━━━ PROVIDED MATERIAL ━━━

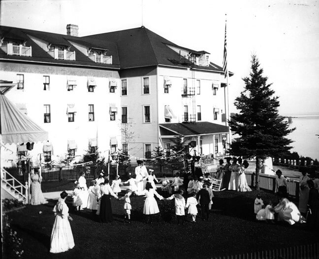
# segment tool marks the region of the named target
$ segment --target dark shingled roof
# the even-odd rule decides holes
[[[0,35],[1,37],[4,37],[5,38],[7,37],[10,39],[23,39],[26,41],[26,46],[32,47],[32,57],[7,55],[3,50],[0,50],[0,59],[2,60],[11,59],[16,60],[19,59],[19,60],[25,61],[61,64],[62,65],[82,65],[116,69],[120,68],[120,61],[118,58],[117,48],[116,44],[114,42],[110,42],[105,40],[102,42],[95,40],[94,39],[90,39],[90,41],[88,42],[87,40],[81,37],[7,26],[0,26]],[[75,60],[55,59],[31,39],[28,35],[30,35],[31,37],[33,36],[40,39],[54,44],[70,46],[69,50],[70,51],[75,51]],[[88,47],[108,50],[107,55],[107,56],[112,56],[113,64],[105,64],[97,63],[93,61],[77,48],[72,45],[69,42],[69,40],[80,43],[80,44],[84,45]],[[85,44],[86,42],[87,43],[87,45]]]
[[[121,69],[158,65],[189,67],[189,65],[180,64],[179,54],[168,45],[179,46],[144,27],[84,37],[87,39],[98,39],[116,42]],[[183,47],[179,47],[194,53],[207,53],[202,50],[195,51]],[[212,63],[208,67],[195,65],[194,68],[223,73],[223,68]]]
[[[189,64],[182,62],[179,53],[168,46],[173,46],[197,54],[208,52],[197,51],[178,46],[144,27],[118,31],[85,37],[76,37],[26,29],[0,26],[1,37],[23,40],[26,46],[32,47],[32,57],[7,55],[0,49],[0,59],[39,62],[70,65],[88,66],[105,68],[129,69],[153,66],[169,66],[188,68]],[[75,51],[76,60],[55,59],[31,39],[34,37],[55,45],[70,46],[70,51]],[[112,56],[113,64],[96,63],[73,46],[70,41],[89,48],[107,50],[106,55]],[[193,65],[194,69],[223,74],[223,68],[211,62],[207,67]],[[233,74],[229,72],[230,75]]]
[[[220,124],[212,123],[207,121],[192,123],[163,123],[160,126],[163,129],[172,131],[170,133],[161,130],[161,135],[171,135],[176,133],[187,137],[198,135],[227,133],[228,127]]]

━━━

_WORK REQUIRED_.
Swap "dark shingled roof" for "red tiled roof" everywhere in the material and write it out again with nothing else changed. Omit the pictures.

_SOLUTION TO THIS TASK_.
# segment tool marks the region of the named target
$ segment --target red tiled roof
# the even-odd rule decides holes
[[[0,35],[1,37],[4,37],[5,38],[7,37],[10,39],[23,39],[26,41],[26,46],[32,47],[32,57],[7,55],[3,50],[0,50],[0,59],[2,60],[11,59],[16,60],[19,59],[19,60],[25,61],[61,64],[62,65],[82,65],[116,69],[120,68],[120,61],[118,58],[117,48],[116,44],[114,42],[110,42],[105,40],[102,42],[95,40],[94,39],[90,39],[90,41],[88,42],[87,40],[81,37],[7,26],[0,26]],[[75,60],[55,59],[31,39],[28,35],[30,35],[31,37],[33,36],[40,39],[54,44],[70,46],[69,50],[70,51],[75,51]],[[88,47],[108,50],[107,55],[107,56],[112,56],[113,64],[105,64],[97,63],[93,61],[77,48],[72,45],[69,42],[69,40],[80,43],[80,44],[84,45]],[[85,44],[86,42],[87,43],[87,45]]]
[[[121,69],[158,65],[189,67],[189,65],[180,64],[179,54],[168,45],[179,46],[144,27],[84,37],[87,39],[98,39],[116,42]],[[183,47],[179,47],[194,53],[207,53],[202,50],[195,51]],[[212,63],[208,67],[195,65],[194,68],[223,73],[223,68]]]
[[[189,64],[182,62],[179,53],[168,46],[173,46],[197,54],[208,52],[197,51],[178,46],[144,27],[118,31],[85,37],[76,37],[26,29],[0,26],[1,37],[23,40],[26,46],[32,47],[32,57],[7,55],[0,49],[0,59],[39,62],[70,65],[88,66],[105,68],[129,69],[153,66],[169,66],[188,68]],[[75,51],[76,60],[55,59],[31,39],[34,37],[55,45],[70,46],[70,51]],[[112,56],[113,64],[96,63],[73,46],[70,41],[89,48],[107,50],[106,55]],[[193,65],[194,69],[223,74],[223,68],[211,62],[207,67]],[[233,74],[229,72],[230,75]]]
[[[220,124],[212,123],[207,121],[192,123],[163,123],[160,126],[163,129],[172,131],[170,133],[161,130],[161,135],[171,135],[176,133],[187,137],[198,135],[227,133],[228,127]]]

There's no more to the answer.